→ **QUÉ SE PIDE**:
(A) Indica si cada afirmación coincide con el texto sobre el crecimiento sostenible: (i) la mejora en la eficiencia ha bastado para resolver los problemas ambientales; (ii) la finalidad debería ser adaptar la economía a las necesidades sociales y medioambientales; (iii) el uso de bombillas de bajo consumo se da como ejemplo del efecto rebote. Responde sí o no a cada una y cita las palabras del texto que lo deciden.
(B) Edita el pasaje del texto sobre el crecimiento sostenible que empieza en «El crecimiento sostenible» y termina en «sociales y medioambientales.», y cambia «PIB» por «producto interior bruto».

→ **FRAGMENTO DEL TEXTO**:
+-------+
El crecimiento sostenible y el decrecimiento sostenible

Debemos, pues, cambiar el simple objetivo de crecimiento económico en términos de PIB y enriquecerlo con consideraciones relativas al bienestar actual, al medio ambiente, al consumo de recursos naturales, a los sumideros de carbono y a las implicaciones de todo ello sobre el bienestar de generaciones futuras. La finalidad no debería ser adaptar la sociedad a las necesidades de la economía, como parece ser el patrón actual, sino adaptar la economía a las necesidades sociales y medioambientales.

Disponemos ya de avances tecnológicos que permiten hacer un uso más eficiente de la energía y los materiales. Sin embargo, se ha comprobado que la mejora en la eficiencia no ha sido suficiente para resolver los problemas ambientales, debido al incesante crecimiento de la producción y al denominado efecto rebote o paradoja de Jevons (por ejemplo, el uso de bombillas de bajo consumo acaba revirtiendo en un aumento en la intensidad con la que se iluminan los hogares). Se impone, pues, un cambio ideológico que contemple la innovación y la eficiencia, no como crecimiento en producción, sino en calidad de vida y en respeto al medio ambiente. En la medida que ello se consiga nos acercaríamos hacia un planteamiento de verdadero crecimiento sostenible o hacia otro de necesario decrecimiento sostenible.
+-------+
[Registros de anotación de puntos]
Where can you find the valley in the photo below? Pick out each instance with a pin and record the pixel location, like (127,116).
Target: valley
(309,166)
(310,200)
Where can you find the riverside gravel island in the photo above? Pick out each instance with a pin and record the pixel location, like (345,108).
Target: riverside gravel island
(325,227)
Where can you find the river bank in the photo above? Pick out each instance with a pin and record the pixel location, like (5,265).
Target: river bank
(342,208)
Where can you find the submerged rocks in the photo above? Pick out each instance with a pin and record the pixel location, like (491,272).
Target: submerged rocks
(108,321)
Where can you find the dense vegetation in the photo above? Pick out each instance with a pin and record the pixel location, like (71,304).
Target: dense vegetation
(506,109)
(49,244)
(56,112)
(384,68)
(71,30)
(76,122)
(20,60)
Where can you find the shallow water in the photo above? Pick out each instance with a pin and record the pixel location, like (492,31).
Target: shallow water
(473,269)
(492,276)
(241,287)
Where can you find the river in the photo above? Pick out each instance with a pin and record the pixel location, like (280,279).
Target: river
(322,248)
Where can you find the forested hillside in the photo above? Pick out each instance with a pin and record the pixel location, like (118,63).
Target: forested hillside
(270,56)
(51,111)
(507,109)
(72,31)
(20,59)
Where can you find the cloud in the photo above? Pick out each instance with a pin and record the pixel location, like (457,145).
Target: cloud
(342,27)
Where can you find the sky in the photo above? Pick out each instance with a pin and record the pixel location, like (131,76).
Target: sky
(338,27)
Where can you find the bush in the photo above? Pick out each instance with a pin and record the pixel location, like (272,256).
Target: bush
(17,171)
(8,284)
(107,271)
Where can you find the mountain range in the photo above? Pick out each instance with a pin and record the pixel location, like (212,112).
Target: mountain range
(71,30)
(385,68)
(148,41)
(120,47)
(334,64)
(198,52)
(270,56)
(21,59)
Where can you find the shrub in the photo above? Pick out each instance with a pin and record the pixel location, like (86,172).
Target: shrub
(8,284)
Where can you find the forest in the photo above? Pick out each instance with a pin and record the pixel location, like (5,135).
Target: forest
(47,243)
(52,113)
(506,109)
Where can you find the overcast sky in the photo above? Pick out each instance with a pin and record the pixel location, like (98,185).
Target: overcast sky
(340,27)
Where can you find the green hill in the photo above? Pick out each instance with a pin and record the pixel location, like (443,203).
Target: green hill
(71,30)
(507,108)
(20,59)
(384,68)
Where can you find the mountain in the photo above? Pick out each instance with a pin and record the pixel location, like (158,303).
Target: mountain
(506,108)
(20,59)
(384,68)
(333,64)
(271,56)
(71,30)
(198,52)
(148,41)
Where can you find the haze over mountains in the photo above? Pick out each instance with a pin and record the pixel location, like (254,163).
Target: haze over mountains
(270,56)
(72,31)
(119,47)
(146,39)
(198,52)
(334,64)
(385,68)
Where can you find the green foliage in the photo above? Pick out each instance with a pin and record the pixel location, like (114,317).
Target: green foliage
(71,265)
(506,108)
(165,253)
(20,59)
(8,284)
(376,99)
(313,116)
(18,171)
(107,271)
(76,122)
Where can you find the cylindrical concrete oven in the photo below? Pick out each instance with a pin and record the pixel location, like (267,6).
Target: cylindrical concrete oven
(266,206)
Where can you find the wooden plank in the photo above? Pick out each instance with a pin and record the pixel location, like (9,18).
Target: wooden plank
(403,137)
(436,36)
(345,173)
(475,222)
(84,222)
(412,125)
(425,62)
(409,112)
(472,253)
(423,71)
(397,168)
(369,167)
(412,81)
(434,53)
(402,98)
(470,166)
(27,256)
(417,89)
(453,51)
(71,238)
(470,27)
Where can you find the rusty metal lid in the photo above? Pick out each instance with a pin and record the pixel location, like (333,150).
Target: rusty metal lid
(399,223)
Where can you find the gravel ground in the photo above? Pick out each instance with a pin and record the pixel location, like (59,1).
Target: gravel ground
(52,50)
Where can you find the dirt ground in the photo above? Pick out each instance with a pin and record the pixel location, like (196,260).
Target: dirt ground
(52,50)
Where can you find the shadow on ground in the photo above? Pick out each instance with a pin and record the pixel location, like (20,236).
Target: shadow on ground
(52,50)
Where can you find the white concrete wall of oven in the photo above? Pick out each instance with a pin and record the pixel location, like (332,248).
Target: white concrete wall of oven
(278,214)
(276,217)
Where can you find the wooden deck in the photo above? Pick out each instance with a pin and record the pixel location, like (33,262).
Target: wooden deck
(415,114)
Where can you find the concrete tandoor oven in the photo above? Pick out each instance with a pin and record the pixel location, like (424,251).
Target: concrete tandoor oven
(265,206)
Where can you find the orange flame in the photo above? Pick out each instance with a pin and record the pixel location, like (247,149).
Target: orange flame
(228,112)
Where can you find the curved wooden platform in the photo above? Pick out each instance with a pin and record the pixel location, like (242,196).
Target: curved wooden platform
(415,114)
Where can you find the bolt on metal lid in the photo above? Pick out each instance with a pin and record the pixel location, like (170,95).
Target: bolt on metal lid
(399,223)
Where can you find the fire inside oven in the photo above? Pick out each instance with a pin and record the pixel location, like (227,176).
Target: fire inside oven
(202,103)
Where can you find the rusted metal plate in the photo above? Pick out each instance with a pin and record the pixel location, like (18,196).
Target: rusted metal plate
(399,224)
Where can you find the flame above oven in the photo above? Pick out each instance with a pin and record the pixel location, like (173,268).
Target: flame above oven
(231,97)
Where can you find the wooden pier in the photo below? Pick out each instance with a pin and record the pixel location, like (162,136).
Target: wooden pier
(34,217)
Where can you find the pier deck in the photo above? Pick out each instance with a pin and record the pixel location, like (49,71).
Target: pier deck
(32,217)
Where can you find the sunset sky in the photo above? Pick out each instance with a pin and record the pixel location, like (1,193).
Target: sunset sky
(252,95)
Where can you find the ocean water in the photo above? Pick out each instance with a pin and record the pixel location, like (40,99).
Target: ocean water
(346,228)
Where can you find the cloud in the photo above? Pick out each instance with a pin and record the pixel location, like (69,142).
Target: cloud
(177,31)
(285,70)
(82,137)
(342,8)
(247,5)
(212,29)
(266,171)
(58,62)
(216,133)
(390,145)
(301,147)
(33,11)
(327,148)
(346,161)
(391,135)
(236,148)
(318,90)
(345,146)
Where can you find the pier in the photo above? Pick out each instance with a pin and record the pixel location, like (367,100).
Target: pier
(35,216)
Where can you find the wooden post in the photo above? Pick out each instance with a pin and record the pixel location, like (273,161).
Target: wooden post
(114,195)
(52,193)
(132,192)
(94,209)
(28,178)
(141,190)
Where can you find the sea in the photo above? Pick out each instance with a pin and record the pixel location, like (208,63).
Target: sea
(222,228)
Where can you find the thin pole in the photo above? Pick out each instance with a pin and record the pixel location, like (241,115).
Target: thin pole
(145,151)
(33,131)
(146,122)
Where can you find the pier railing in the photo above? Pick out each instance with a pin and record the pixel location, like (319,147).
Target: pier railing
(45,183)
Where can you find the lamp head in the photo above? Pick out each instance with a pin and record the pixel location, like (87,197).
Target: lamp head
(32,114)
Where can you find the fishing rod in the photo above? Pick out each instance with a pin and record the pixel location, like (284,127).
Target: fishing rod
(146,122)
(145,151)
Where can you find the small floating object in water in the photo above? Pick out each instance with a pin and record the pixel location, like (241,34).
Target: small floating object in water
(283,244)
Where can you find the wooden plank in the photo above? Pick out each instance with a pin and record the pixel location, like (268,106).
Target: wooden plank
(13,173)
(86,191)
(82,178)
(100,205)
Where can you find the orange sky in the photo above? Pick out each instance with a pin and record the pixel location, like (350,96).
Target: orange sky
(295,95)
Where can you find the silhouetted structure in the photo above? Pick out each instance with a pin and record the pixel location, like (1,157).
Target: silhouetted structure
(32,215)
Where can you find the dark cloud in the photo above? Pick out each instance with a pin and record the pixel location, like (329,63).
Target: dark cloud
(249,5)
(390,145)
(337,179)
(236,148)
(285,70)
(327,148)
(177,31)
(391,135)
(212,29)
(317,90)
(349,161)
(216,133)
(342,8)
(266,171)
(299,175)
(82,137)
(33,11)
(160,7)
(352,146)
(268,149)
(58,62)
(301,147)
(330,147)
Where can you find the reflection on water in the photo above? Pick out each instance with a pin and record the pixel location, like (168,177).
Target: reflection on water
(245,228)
+-------+
→ **SOLUCIONES POR TAREA**:
(A)
(i) No: «la mejora en la eficiencia no ha sido suficiente para resolver los problemas ambientales».
(ii) Sí: «sino adaptar la economía a las necesidades sociales y medioambientales».
(iii) Sí: «el uso de bombillas de bajo consumo acaba revirtiendo en un aumento en la intensidad con la que se iluminan los hogares».

(B)
El crecimiento sostenible y el decrecimiento sostenible

Debemos, pues, cambiar el simple objetivo de crecimiento económico en términos de producto interior bruto y enriquecerlo con consideraciones relativas al bienestar actual, al medio ambiente, al consumo de recursos naturales, a los sumideros de carbono y a las implicaciones de todo ello sobre el bienestar de generaciones futuras. La finalidad no debería ser adaptar la sociedad a las necesidades de la economía, como parece ser el patrón actual, sino adaptar la economía a las necesidades sociales y medioambientales.